== MATERIAL FOR THIS TASK ==

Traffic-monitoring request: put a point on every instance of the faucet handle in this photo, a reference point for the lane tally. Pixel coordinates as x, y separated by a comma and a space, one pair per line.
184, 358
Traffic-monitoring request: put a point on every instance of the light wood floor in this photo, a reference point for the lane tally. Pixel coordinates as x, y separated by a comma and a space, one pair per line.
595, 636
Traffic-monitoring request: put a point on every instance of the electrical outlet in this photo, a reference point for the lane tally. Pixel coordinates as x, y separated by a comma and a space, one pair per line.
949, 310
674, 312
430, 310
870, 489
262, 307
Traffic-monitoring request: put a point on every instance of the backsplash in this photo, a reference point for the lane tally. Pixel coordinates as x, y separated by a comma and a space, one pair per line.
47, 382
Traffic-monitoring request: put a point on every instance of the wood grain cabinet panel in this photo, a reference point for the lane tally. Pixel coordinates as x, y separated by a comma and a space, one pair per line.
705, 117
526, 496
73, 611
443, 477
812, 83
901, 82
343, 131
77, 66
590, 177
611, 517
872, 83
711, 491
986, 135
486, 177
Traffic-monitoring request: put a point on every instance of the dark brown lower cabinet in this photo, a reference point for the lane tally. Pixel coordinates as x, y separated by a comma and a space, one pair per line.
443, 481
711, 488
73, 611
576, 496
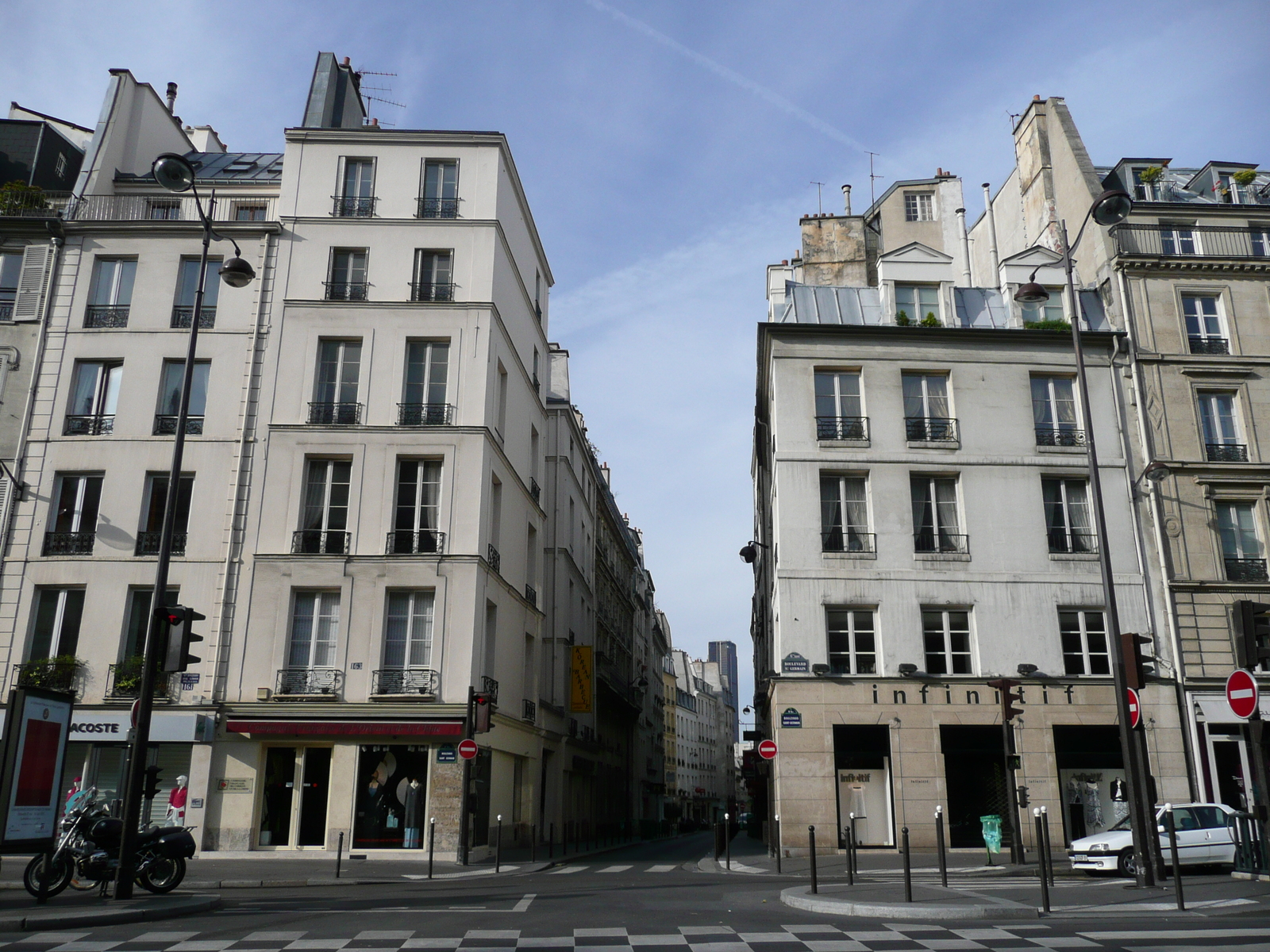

===

Every line from the one containing "of the dark" through the end of the entries above is to be copied exactly; pictures are to be left out.

Traffic-monitoring request: put a point on every instance of the dark brown lower cabinet in this photo, a reference point for the lane tally. Pixel coordinates as x, y separated by a comma and a space, one pair per line.
443, 481
711, 488
73, 611
576, 496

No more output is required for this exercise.